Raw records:

=-=-=

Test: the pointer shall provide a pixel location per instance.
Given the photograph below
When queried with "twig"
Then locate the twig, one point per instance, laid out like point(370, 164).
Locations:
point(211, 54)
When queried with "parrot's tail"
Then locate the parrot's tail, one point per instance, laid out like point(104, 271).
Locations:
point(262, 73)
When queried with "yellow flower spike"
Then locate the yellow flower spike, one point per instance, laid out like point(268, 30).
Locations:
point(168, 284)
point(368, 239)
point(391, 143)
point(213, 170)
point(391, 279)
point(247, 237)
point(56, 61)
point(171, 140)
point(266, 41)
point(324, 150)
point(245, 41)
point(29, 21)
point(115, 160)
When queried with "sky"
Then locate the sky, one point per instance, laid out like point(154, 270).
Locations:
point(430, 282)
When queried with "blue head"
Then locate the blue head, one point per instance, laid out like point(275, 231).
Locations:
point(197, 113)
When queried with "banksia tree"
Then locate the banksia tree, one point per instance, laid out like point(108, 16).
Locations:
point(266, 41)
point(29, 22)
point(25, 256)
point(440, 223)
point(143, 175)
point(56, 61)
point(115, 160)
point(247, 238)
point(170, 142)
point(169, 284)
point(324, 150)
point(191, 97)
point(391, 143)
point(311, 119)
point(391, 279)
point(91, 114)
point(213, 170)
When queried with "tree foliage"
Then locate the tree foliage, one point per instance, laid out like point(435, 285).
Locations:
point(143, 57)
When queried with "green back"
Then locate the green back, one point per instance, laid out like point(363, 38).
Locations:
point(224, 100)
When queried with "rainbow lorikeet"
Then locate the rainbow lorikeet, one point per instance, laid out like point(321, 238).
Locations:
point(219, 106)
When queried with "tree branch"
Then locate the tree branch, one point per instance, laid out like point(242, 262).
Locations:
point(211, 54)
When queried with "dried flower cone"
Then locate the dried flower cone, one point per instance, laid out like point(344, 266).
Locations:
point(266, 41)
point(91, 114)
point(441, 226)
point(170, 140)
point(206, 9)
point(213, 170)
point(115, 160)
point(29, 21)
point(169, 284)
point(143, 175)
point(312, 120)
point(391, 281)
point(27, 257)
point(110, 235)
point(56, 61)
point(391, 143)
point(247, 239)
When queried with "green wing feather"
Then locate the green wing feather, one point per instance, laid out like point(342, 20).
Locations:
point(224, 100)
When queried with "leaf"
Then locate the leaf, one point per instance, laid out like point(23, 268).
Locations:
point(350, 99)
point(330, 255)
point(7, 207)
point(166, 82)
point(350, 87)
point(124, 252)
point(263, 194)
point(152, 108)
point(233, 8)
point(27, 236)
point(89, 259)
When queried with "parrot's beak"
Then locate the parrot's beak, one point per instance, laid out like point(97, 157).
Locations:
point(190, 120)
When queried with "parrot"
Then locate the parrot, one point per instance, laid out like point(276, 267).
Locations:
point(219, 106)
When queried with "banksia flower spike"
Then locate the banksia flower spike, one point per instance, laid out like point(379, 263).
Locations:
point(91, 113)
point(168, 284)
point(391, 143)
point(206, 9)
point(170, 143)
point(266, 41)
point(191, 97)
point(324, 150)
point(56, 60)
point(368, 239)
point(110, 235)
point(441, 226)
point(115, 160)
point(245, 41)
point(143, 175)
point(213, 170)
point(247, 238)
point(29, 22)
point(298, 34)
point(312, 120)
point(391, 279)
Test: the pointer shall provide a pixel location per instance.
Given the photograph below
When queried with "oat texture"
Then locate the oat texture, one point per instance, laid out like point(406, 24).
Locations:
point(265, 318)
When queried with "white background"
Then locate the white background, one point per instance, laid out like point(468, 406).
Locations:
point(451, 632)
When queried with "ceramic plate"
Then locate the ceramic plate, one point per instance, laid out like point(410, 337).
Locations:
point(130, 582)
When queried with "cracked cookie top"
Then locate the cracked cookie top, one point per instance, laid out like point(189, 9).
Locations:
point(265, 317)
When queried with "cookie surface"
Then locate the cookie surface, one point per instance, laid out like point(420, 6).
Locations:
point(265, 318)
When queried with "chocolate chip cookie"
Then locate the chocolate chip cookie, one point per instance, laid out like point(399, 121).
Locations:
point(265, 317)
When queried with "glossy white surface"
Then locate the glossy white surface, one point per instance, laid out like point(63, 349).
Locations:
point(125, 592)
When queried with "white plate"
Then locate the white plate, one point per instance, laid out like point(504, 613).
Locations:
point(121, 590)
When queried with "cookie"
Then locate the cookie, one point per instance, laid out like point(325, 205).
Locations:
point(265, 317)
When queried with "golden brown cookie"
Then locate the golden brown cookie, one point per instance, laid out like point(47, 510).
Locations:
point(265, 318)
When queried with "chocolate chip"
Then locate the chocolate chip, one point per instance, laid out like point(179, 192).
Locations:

=-=-=

- **Exercise aim**
Write out all records exactly, keeping every detail.

- **Exercise response**
Test: the pointer shall provide a pixel location per instance.
Given the photograph below
When queried with "twig"
Then locate the twig, one point per instance, laid out like point(370, 164).
Locations:
point(211, 54)
When queried with "parrot's tail"
Then locate the parrot's tail, one point per instance, laid out like point(104, 271).
Locations:
point(262, 73)
When queried with "yellow flower spike"
Then locate the yellow flower spike, one point per instance, laid out like point(268, 30).
Locations:
point(168, 284)
point(368, 239)
point(391, 143)
point(213, 170)
point(391, 279)
point(247, 237)
point(56, 61)
point(171, 140)
point(266, 41)
point(324, 150)
point(245, 41)
point(29, 21)
point(115, 160)
When queried with "sky"
Then locate the sky, one point per instance, laid out like point(154, 270).
Locations:
point(430, 282)
When queried with "blue head"
Then locate the blue head, one point per instance, laid out like point(275, 231).
Locations:
point(197, 113)
When queried with "banksia tree"
Then locate the banksia tree, one point per instance, laid out like point(108, 16).
Locations:
point(266, 41)
point(29, 22)
point(25, 256)
point(440, 223)
point(143, 175)
point(56, 61)
point(115, 160)
point(247, 238)
point(170, 142)
point(169, 284)
point(324, 150)
point(191, 97)
point(391, 143)
point(311, 119)
point(391, 279)
point(91, 114)
point(213, 170)
When queried with "tree foliage"
Then locate the tree foliage, one point per instance, laid out like point(435, 285).
Locations:
point(143, 57)
When queried with "green back"
Then locate the green back, one point per instance, laid out like point(363, 38).
Locations:
point(224, 100)
When queried with "rainbow lorikeet"
Then locate the rainbow lorikeet, one point per instance, laid out like point(321, 238).
Locations:
point(219, 106)
When queried with "tree branch"
Then locate the tree branch, one point per instance, laid out like point(242, 262).
Locations:
point(211, 54)
When queried with "dried flower cone"
Then locate the dried flower cone, one point per instance, laid out like point(344, 266).
Locations:
point(266, 41)
point(91, 114)
point(441, 226)
point(170, 140)
point(206, 9)
point(213, 170)
point(115, 160)
point(29, 21)
point(169, 284)
point(143, 175)
point(312, 120)
point(391, 281)
point(27, 257)
point(110, 235)
point(56, 61)
point(391, 143)
point(247, 239)
When queried with "green wing feather"
Then locate the green wing feather, one point per instance, laid out like point(342, 20).
Locations:
point(224, 100)
When queried with "leaf"
Then locate the leaf, one point per instance, laid out like point(23, 268).
Locations:
point(350, 99)
point(330, 255)
point(7, 207)
point(166, 82)
point(350, 87)
point(124, 252)
point(263, 194)
point(152, 108)
point(233, 8)
point(27, 236)
point(89, 259)
When queried with "parrot's beak"
Then locate the parrot's beak, one point per instance, laid out like point(97, 157).
Locations:
point(190, 120)
When queried with "parrot"
Then locate the parrot, one point per instance, laid out like point(276, 267).
Locations:
point(219, 106)
When queried with "banksia flower spike"
Then locate the banksia flower spike, one point per instance, laid out like point(379, 263).
Locations:
point(91, 113)
point(168, 284)
point(391, 143)
point(206, 9)
point(170, 143)
point(266, 41)
point(191, 97)
point(324, 150)
point(56, 60)
point(368, 239)
point(110, 235)
point(441, 226)
point(115, 160)
point(245, 41)
point(143, 175)
point(213, 170)
point(247, 238)
point(29, 22)
point(298, 34)
point(312, 120)
point(391, 279)
Test: the pointer shall provide a pixel location per instance.
Given the photograph below
When queried with "oat texture"
Then locate the oat texture, one point per instance, laid out like point(406, 24).
Locations:
point(265, 318)
When queried with "white background"
Then locate the white background, one point per instance, laid out like point(468, 406).
Locations:
point(451, 632)
When queried with "ceramic plate"
Then locate the ceramic plate, one point per instance, laid out like point(410, 337).
Locations:
point(130, 582)
When queried with "cracked cookie top"
Then locate the cracked cookie top, one point per instance, laid out like point(189, 9).
Locations:
point(265, 317)
When queried with "cookie surface"
Then locate the cookie surface, one point per instance, laid out like point(420, 6).
Locations:
point(265, 318)
When queried with "chocolate chip cookie"
Then locate the chocolate chip cookie, one point per instance, laid out like point(399, 121).
Locations:
point(265, 317)
When queried with "glossy white surface"
Then locate the glossy white surface, one point per instance, laid out like point(63, 349).
Locations:
point(125, 592)
When queried with "white plate"
Then locate the white plate, one point per instance, laid out like point(504, 613).
Locations:
point(121, 590)
When queried with "cookie"
Then locate the cookie, one point per instance, laid out like point(325, 205).
Locations:
point(265, 317)
When queried with "golden brown cookie"
Then locate the golden brown cookie, one point per instance, laid out like point(47, 510).
Locations:
point(265, 318)
When queried with "chocolate chip"
Then locate the chocolate chip, one point per instance, laid out like point(179, 192).
Locations:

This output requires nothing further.